GOAL: Write out every one of the entries below again, with all their lines, but shift each coordinate in the answers by adding 103 to it.
====== MATERIAL PROVIDED ======
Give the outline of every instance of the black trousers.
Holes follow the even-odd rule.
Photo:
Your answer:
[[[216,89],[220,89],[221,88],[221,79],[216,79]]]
======
SOLUTION BELOW:
Give the outline of every instance of the black trousers.
Holes follow the even-odd rule.
Photo:
Your answer:
[[[319,192],[323,192],[324,191],[324,182],[319,182]]]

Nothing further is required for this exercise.